- Excerpted passage -
- - - - - - -

The timing of a cataract operation should be tailored to the individual’s visual requirements. Some will need and want their cataract removed sooner than others. For example if the person wishes to continue to drive then a cataract will need to be removed when it is still relatively mild. Early surgery may also be appropriate if the cataract is affecting the individual’s ability to perform their job safely and effectively, or if it is spoiling the enjoyment of their hobbies and past times. However if the person has less demanding visual requirements then it may be appropriate to leave the cataract until it is more advanced. The decision to operate or not should be based on the particular circumstances and wishes of each patient. There are not fixed rules about the timing of surgery.
Each individual should consider how much difficulty their cataract is causing them. Their optometrist or doctor may have spotted some cataract but if the patient is having no vision problems then surgery is probably not needed. Cataract on it own is rarely harmful to the eye. Sometimes the patient may be aware of impaired sight but can cope safely with all their needs of daily living and may not wish to undergo surgery. This is quite acceptable. On the other hand if the individual is bothered by even mild cataract it may be entirely appropriate to remove it. In such circumstances there is no need to wait until it gets worse or becomes “ripe” or “mature”. The days of that approach are long gone.

- - - - - - -

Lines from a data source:
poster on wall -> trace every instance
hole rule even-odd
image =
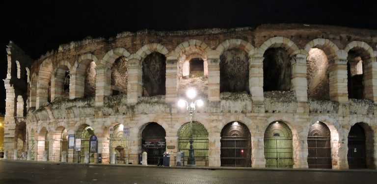
[[[68,148],[74,148],[75,147],[75,135],[68,135]]]
[[[76,139],[76,151],[81,151],[81,139]]]

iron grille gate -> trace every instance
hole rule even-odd
[[[292,137],[265,137],[266,167],[292,168]]]
[[[193,136],[192,144],[194,157],[197,165],[208,166],[208,137]],[[190,137],[180,137],[178,139],[179,150],[185,153],[185,159],[188,158],[190,148]]]
[[[142,151],[147,152],[147,163],[157,165],[166,148],[165,137],[146,137],[142,140]]]
[[[310,168],[331,169],[330,137],[308,137],[308,165]]]
[[[110,138],[110,160],[112,153],[115,152],[116,163],[127,163],[127,137],[116,137]]]
[[[221,139],[222,166],[251,166],[251,145],[248,137],[222,137]]]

- - - - - - -

In the cataract passage, how harmful is cataract on its own to the eye? These lines are separate from the cataract passage and unrelated to it.

- Written solution -
It is rarely harmful to the eye.